• **Extracted text**
○ ○ ○ ○

Democrats celebrated and Republicans demurred Wednesday after the Democrat-controlled Pennsylvania Supreme Court selected the state’s new congressional map.
In so doing, the court overturned a decision earlier this month by Commonwealth Court Judge Patricia A. McCullough (R) to allow implementation of a redistricting plan passed by the GOP-led General Assembly but vetoed by Governor Tom Wolf (D). The initial version of the legislature-approved map was drawn by a private citizen, Amanda Holt of Lehigh County, though legislators modified her plan somewhat.
State lawmakers must redraw congressional districts every 10 years to accord with new population data from the U.S. Census. Because Pennsylvania’s population growth has lagged behind that of most other states, it will lose one of its 18 seats in the U.S. House of Representatives next year. Since Wolf and Republican lawmakers could not agree on redesigned districts in a timely fashion, state judges determined they needed to resolve the matter.

○ ○ ○ ○

• **Raw data**
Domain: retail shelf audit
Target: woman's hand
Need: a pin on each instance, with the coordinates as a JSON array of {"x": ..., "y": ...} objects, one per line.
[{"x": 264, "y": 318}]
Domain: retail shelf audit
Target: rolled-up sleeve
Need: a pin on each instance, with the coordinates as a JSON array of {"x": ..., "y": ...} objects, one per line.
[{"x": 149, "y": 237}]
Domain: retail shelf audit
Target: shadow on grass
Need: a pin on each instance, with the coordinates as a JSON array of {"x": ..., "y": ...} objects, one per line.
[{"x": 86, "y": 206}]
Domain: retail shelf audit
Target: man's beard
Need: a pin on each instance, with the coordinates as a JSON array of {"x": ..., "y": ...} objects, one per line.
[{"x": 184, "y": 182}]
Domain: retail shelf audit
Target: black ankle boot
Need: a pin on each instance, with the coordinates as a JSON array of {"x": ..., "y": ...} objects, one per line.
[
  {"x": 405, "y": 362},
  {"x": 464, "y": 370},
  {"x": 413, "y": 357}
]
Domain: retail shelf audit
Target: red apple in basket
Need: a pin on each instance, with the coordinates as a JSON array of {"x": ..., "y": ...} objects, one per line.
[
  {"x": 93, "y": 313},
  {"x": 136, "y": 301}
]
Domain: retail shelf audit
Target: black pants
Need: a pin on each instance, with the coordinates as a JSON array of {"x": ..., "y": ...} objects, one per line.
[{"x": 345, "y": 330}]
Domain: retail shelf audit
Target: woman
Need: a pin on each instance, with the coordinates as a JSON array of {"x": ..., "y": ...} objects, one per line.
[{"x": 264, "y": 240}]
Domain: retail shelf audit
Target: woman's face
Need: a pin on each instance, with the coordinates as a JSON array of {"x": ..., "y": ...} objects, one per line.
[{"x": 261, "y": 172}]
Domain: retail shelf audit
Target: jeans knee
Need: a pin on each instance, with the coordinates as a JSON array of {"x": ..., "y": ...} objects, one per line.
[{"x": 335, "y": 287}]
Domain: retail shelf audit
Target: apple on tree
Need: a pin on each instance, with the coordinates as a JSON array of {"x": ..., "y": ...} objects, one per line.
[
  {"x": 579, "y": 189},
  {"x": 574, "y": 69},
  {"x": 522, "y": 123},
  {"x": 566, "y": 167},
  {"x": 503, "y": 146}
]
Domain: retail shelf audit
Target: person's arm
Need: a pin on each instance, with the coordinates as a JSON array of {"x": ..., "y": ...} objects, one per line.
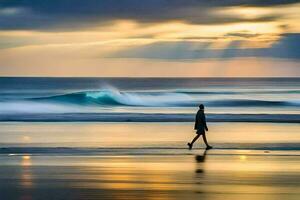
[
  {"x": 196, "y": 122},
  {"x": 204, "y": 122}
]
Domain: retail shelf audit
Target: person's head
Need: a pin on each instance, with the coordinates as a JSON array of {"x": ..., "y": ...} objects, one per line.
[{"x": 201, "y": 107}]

○ ○ ○ ○

Using the article on Pennsylvania's new congressional map, explain in one to three sentences why the state will lose a seat in the U.S. House of Representatives next year.

Congressional districts are redrawn every 10 years using new U.S. Census population data. Pennsylvania's population growth has lagged behind that of most other states, so it will lose one of its 18 House seats.